§ **WHAT IS BEING ASKED**
Leave out the pictures and repeat every record exactly.

******

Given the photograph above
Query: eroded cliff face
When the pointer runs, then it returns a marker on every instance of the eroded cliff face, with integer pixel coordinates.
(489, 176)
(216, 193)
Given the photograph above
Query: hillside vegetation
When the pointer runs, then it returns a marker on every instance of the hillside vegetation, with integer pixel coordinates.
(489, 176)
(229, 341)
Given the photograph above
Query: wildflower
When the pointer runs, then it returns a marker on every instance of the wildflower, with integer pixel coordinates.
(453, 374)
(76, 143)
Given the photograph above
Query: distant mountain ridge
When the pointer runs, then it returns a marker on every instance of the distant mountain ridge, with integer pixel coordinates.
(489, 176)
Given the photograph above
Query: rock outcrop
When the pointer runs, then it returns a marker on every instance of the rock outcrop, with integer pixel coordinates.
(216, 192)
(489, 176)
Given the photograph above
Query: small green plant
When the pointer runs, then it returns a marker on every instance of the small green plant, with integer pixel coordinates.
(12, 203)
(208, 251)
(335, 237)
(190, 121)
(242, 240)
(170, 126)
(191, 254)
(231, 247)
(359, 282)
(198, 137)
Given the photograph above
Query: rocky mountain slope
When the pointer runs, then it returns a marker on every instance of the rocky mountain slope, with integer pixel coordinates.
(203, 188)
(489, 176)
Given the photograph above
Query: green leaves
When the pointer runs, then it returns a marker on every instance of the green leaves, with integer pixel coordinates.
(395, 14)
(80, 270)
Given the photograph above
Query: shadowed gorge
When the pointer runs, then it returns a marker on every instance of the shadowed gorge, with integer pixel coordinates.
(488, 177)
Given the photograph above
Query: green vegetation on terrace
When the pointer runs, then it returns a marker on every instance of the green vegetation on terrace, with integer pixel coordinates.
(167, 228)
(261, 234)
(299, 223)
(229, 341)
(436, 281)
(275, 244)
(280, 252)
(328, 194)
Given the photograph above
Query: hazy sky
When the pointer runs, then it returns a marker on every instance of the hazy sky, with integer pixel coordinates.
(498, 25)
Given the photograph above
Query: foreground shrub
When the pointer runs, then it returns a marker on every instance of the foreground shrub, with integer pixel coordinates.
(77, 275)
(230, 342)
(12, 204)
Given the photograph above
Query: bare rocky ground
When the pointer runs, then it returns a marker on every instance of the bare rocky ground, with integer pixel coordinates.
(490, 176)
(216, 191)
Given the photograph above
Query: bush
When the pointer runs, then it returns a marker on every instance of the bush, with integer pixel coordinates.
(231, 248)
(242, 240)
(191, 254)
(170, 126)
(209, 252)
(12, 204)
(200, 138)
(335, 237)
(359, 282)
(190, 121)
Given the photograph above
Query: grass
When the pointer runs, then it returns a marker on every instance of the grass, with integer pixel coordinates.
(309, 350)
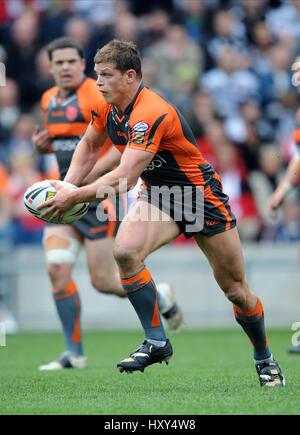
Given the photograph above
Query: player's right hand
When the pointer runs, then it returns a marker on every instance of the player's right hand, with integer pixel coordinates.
(41, 141)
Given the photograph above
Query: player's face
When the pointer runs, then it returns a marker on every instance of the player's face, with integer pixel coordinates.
(112, 83)
(67, 68)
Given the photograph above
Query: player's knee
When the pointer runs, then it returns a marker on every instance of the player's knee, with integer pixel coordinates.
(100, 283)
(59, 274)
(126, 256)
(235, 291)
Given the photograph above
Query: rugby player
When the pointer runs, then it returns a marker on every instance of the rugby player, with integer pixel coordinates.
(66, 110)
(158, 145)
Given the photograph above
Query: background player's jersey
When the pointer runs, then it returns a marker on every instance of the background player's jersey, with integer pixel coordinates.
(151, 124)
(296, 134)
(66, 119)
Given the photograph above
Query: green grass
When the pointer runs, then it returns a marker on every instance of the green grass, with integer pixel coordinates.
(211, 373)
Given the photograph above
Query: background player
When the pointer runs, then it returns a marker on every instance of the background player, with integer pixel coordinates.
(290, 181)
(150, 131)
(66, 110)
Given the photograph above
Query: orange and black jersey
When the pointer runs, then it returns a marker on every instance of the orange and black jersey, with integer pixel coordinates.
(152, 124)
(67, 119)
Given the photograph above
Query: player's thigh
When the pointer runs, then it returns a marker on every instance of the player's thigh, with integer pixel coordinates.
(224, 252)
(61, 244)
(100, 257)
(143, 230)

******

§ **EXPECTED ANSWER**
Given the photograph above
Query: eroded cliff face
When the pointer runs, then it returns a marker on every instance of the eroded cliff face, with integer pixel coordinates.
(489, 176)
(216, 193)
Given the photograph above
Query: hillside vegetation
When the pointer runs, then it returns a marker on every instance of the hillside vegetation, with integer pixel coordinates.
(489, 176)
(229, 341)
Given the photograph above
Query: wildflower
When the pointer runs, then it returns a marker on every instance of the wildflower, with integer pixel coordinates.
(453, 374)
(76, 143)
Given the photograph above
Query: distant mountain ridge
When the pointer runs, then it returns a marker on every instance of the distant mountain ridge, with integer pixel coordinates.
(489, 176)
Given the photograph above
Query: rock outcrop
When the pointer runs, then it returns a marker on every instance of the rock outcrop, with integer pixel coordinates.
(216, 192)
(489, 176)
Given the photograph above
Query: small green plant
When the pointer runs, then it returns a marker on every instance of the small green plant, with integer pixel coordinates.
(12, 203)
(208, 251)
(335, 237)
(190, 121)
(242, 240)
(170, 126)
(191, 254)
(231, 247)
(359, 282)
(198, 137)
Given the photograph above
Query: rocky mountain slope
When the pointer runs, then it returns a marker on every instance of the rocky mountain slope, with integer pixel coordinates.
(203, 188)
(489, 176)
Given the photograph above
Query: green leaves
When the pointer runs, then it returns a marker on every instance of the green leaves, with integer pixel coordinates.
(395, 14)
(80, 270)
Given the photograph above
Query: shadowed gorge
When the pointer runs, then it returns a marker on every instance of the shadowed gorge, with integer pixel coordinates.
(488, 177)
Given the photograph above
Query: green vegetation on terrace
When the pointer runs, then it returns a marker on every instance of the green vegetation on terrace, with integer pixel coordinates.
(167, 228)
(261, 234)
(299, 223)
(229, 341)
(436, 281)
(275, 244)
(280, 252)
(328, 194)
Given the photograph above
Query: hazy sky
When the pointer runs, then it returns a marker on every instance of the hazy sky, with integer pixel coordinates.
(498, 25)
Given the photograph above
Query: foreground shrub
When the pointer runs, then it returns a marker on every instance of the foreground shrub, with integer pixel coordinates.
(77, 275)
(230, 342)
(12, 204)
Given the photograph above
Query: bare rocky ground
When the pointer runs, then it returns a marker on every instance of the bare rocky ground, with integer pixel coordinates.
(490, 176)
(216, 191)
Given the photograph above
Query: bush
When the pointer runs, then it returns a marker on every instance of the bush, with integer pixel coordinates.
(231, 248)
(242, 240)
(191, 254)
(170, 126)
(209, 252)
(12, 204)
(200, 138)
(335, 237)
(359, 282)
(190, 121)
Given the photograph above
Query: grass
When the pointer runs, then it returns a marker on every instance of the grass, with integer pixel coordinates.
(309, 350)
Given the photograph above
Query: player's right hand
When the pointer runs, then it returns a marker on every instance of the player's right hand, with integer pixel coordinates.
(41, 141)
Given the photograph above
Query: player's face
When the pointer runs, then it returns a marker on every instance of the player's face, with integer pixel coordinates.
(112, 83)
(67, 68)
Given the photograph above
Query: player's knee
When the pointer runs, then it returns a marker on every instance of the player's knee, with integer pixel coordinates.
(100, 283)
(59, 274)
(126, 256)
(235, 291)
Given the photograph above
Query: rugby player
When the pointer runs, then it returns a marker on every instance of the rugby player, with integer pixel coordinates.
(66, 110)
(158, 145)
Given the photograph above
Query: background player's jersey
When the pointer runs, then it returns a marker on every instance of the background player's jersey, with integer pixel coordinates.
(151, 124)
(296, 134)
(66, 119)
Given the photograph above
Query: green grass
When the pointer runs, then it returns a marker on every instance of the green grass, with integer pixel coordinates.
(211, 373)
Given the photograph above
Query: background player
When the pointer runs, then it returns a marker on every instance of the background player, with integer pixel coordinates.
(290, 181)
(150, 131)
(66, 110)
Given the photograph above
Query: orange and black jersey
When the pointer runs, then it returns a marker on every instance of the orange and black jersey, with integer pixel coordinates.
(152, 124)
(67, 119)
Given the photograph above
Query: player's thigh
When the pointer runs, then it returns a marker on every instance of the player's thigh, with integer pixel coordinates.
(224, 252)
(61, 244)
(100, 257)
(143, 230)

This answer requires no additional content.